Quote the full listing word for word.
>> Begin Data excerpts
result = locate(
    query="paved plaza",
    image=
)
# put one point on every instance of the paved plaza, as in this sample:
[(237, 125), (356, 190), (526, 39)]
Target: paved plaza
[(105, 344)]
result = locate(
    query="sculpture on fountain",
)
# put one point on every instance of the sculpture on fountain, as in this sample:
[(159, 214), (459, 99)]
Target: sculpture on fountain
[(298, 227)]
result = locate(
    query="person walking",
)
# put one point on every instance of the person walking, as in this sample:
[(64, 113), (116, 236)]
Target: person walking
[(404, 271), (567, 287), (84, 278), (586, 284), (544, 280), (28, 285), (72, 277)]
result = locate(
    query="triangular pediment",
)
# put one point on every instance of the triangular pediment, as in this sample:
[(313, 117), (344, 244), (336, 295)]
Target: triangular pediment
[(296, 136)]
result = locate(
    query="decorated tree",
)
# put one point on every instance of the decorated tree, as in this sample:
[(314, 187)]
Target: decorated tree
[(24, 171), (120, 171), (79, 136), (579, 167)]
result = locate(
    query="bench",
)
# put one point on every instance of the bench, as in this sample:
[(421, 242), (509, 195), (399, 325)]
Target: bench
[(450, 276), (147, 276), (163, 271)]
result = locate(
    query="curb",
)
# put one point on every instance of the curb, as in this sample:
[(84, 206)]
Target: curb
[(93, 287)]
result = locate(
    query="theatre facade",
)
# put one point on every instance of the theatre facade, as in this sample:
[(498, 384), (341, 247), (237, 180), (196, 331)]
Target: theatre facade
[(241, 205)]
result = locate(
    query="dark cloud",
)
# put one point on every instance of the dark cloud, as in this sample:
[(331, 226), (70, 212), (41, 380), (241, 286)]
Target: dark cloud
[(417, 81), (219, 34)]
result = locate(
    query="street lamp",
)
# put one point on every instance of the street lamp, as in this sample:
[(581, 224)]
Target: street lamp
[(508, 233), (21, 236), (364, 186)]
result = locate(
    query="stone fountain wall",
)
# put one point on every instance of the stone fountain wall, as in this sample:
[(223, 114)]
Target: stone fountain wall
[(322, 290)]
>> End Data excerpts
*Response to this exercise*:
result = locate(
    query="paved plaza",
    image=
)
# put one point on every instance of the paved plaza, as in this sample:
[(237, 125), (356, 190), (526, 39)]
Target: paved plaza
[(105, 344)]
result = locate(
    query="sculpture on fountain",
)
# put one point on every instance of the sculpture on fountain, as in this sample:
[(159, 214), (459, 99)]
Target: sculpture on fountain
[(298, 227)]
result = locate(
    query="person walking",
)
# put one point on every instance of the person walking, as in this sample:
[(64, 113), (116, 236)]
Target: person walking
[(404, 271), (567, 287), (84, 278), (586, 284), (544, 280), (28, 285), (72, 277)]
result = locate(
    query="triangular pediment",
)
# put one point on every instance of the triangular pediment, as in this sample:
[(313, 117), (344, 244), (336, 295)]
Target: triangular pediment
[(296, 136)]
result = locate(
    query="decorated tree",
)
# put one point on every instance of the decorated tree, as in this sample:
[(314, 187)]
Target: decorated tree
[(24, 171), (120, 171), (79, 136), (579, 167)]
result = locate(
    query="bench",
)
# put one point on every instance of the bench, as in this sample:
[(421, 242), (509, 195), (399, 325)]
Target: bench
[(450, 276), (147, 276), (163, 271)]
result = locate(
    query="curb",
)
# put one point on every instance of the curb, as in this sample:
[(84, 206)]
Target: curb
[(93, 287)]
result = locate(
    query="theatre facade",
)
# put one point on every instance of the theatre facade, as in this sample:
[(498, 384), (341, 247), (237, 180), (196, 331)]
Target: theatre facade
[(241, 205)]
result = locate(
    query="dark cloud",
)
# put one point on every instance of the dark cloud, as in this sample:
[(331, 226), (70, 212), (41, 380), (241, 286)]
Target: dark cloud
[(417, 81), (219, 34)]
result = locate(
    query="street lamp",
)
# put one point on every instance of the street lamp, as in this sample:
[(581, 224)]
Target: street lamp
[(508, 233), (21, 236), (364, 186)]
result = locate(
    query="stone fountain wall",
)
# put one point on every instance of the stone fountain wall, as in this sample:
[(223, 114)]
Target: stone fountain wall
[(322, 290)]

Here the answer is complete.